One of the highlights of my days when I am at school is sitting around the table at lunch with fellow teachers. In the beginning of the year, we had to sit at real lunchroom tables. You know the ones. They have those little round seats. You have to be six and weigh fifty pounds to fit on them! We were so thrilled the day that our principal got us a "real" table with "real" big people chairs.
I would usually eat lunch with about four women and four men. We are all from different walks of life. When I was in the "dark place," I did not eat with them for about six weeks. They all knew something was wrong. Different ones would stick their head in my door. "You okay, Adams?" "Yes, I am fine," I lied. Why do we wait so long to reach out to people for help? Why are we so bound and determined to do things on our own? With me, I think that I was holding out that all of this would just "go away," and life would go back to normal. I could once again join them at the lunch table as the happy one who was always smiling.
Well, life didn't go back to normal. Finally, I came to the day that I knew I needed to go join them again. No one asked where I had been. No one pried. They just gave me my space and let me sit quietly. Slowly, over time, I began to talk. At first our talks were very serious. They listened. They sympathized. They did not judge. As the weeks passed, we started drawing closer to the end of the school year. The gravity of my situation was finally beginning to lift a little. I could feel myself slowly pulling out of the "dark place." Finally, I could sit at the lunch table, and once again we could laugh.
One day when we were sitting there, the dean looked at me. He said, "Adams, I have been divorced. Let me prepare you for what is coming next. Everybody and their brother is going to try to set you up with somebody." Are you kidding me??? I have been married to the love of my life for twenty-one years, and people would honestly think that I want to go that route anytime in the remotely near future??? He said, "Just wait."

^^^^^^^^

EXERCISE TASKS —
#1 Summarize the lunch-table story in two sentences.
#2 Resume the lunch-table story from the point where it stops.
The material that follows comes from a separate source.

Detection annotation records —
^^^^^^^^

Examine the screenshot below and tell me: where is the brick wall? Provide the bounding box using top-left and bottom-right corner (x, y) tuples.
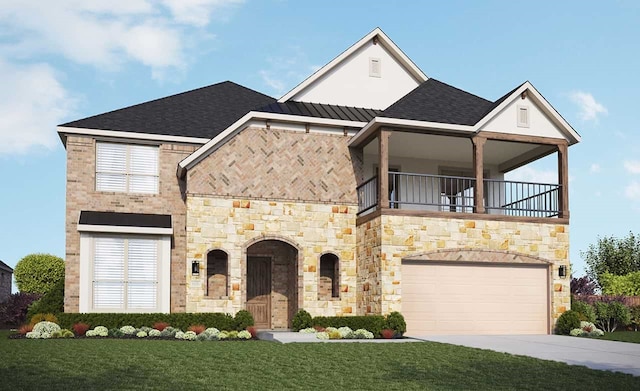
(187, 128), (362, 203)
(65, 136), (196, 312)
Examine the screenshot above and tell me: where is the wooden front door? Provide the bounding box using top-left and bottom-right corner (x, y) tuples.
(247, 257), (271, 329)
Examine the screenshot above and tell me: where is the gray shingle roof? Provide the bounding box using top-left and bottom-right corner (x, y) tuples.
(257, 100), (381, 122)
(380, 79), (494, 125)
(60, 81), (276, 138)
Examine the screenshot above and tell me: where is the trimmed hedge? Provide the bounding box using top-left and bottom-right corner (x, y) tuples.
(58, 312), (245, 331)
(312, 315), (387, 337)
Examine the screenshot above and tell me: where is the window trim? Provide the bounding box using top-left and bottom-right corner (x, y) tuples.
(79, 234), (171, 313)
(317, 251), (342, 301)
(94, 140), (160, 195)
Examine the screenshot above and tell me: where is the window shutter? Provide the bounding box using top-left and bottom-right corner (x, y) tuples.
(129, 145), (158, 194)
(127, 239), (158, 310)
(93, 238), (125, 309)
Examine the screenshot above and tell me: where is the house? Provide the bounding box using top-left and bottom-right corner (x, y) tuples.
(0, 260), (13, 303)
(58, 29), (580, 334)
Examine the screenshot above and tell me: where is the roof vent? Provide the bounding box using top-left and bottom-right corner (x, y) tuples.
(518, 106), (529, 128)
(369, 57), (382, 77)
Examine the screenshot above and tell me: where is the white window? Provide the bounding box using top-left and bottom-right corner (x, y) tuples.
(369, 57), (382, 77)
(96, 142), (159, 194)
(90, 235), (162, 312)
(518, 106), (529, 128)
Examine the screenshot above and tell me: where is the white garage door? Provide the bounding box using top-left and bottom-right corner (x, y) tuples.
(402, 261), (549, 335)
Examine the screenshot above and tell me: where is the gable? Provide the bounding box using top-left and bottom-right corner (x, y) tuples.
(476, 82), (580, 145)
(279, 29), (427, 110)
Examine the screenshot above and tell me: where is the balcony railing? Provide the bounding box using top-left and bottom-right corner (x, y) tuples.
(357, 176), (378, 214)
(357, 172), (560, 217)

^^^^^^^^

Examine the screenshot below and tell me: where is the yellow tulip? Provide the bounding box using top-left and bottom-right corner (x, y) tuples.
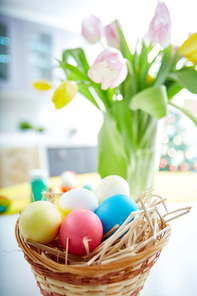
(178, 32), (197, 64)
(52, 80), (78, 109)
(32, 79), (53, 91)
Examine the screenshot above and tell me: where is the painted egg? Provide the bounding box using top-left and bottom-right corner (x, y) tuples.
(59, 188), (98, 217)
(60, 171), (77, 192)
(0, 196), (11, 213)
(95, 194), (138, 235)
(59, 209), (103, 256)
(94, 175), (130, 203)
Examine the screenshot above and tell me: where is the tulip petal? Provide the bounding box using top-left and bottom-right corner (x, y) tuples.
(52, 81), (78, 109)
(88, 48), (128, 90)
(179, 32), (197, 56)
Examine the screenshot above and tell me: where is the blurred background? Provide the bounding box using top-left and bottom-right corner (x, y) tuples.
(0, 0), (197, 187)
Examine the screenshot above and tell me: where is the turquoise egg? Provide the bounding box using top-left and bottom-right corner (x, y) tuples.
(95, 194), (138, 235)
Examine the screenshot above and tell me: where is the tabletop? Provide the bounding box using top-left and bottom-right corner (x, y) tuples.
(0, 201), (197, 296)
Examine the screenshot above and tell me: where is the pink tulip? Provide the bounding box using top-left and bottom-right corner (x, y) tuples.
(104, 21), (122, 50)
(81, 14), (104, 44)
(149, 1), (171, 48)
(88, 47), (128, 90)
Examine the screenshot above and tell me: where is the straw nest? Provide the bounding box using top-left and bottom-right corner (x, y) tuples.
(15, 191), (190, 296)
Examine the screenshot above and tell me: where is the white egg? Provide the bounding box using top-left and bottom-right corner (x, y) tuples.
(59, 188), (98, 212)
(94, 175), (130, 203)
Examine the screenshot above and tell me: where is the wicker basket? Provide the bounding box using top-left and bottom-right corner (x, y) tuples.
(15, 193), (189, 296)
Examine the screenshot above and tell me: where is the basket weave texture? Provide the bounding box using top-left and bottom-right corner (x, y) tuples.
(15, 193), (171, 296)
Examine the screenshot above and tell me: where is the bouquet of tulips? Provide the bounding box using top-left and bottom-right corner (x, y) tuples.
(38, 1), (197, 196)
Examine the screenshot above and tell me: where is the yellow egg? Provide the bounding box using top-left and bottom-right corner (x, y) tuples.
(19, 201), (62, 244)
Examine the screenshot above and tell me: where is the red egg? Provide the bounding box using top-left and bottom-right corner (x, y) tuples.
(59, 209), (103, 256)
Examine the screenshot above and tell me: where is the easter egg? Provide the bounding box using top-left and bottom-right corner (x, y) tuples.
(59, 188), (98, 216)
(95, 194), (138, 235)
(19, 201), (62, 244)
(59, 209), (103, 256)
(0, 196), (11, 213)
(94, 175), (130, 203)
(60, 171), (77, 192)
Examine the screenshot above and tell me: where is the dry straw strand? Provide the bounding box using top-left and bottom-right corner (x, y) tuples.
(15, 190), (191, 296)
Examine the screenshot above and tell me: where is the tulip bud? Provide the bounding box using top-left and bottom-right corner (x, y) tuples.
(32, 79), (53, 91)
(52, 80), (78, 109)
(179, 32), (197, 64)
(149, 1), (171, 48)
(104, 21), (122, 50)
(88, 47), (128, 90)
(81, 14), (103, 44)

^^^^^^^^

SET OF ANSWERS —
#1 The narrator, who counts lunch with fellow teachers among the day's highlights, stayed away from the table for about six weeks while in a "dark place," then returned to colleagues who gave space, listened, sympathized, and did not judge until they could laugh together again. Later the dean, who has been divorced, warned that everybody would try to set the narrator up with somebody, which shocked someone married to the love of their life for twenty-one years.

#2
Well, people have been gracious and not pushed too hard, but I have gotten plenty of advice about finding the "next relationship."
- "Before you date, check the bank account. Marry for money. Do nothing all day and drive a Lexus." (From a fellow male teacher...He went on to say, "Heck, that's what I would do if I was a woman. You can get used to ugly.")
- "Take your time. You need to give yourself at least a year to find yourself." (From several friends who had been in a similar situation.)
- "Okay, as soon as you're ready, I got a great guy to set you up with. He's a really nice guy, and he drives a Mercedes. (This was from my dear friend's husband. What is it with men and cars??)
And I think my favorite one was:
- "Take a bus trip; that is where I found my man." (From my "older" twisted sister, Ellen.)
On a serious note, my very wise friend whom I mentioned in an earlier blog gave me the best advice yet. She said, "Amy, it is now over." Gosh, I still can't stand to hear those words. Sometimes I am still in denial and find myself thinking that it is all really a very bad dream. But she is right. It is over. She then went on to say, "Now, let God be your husband."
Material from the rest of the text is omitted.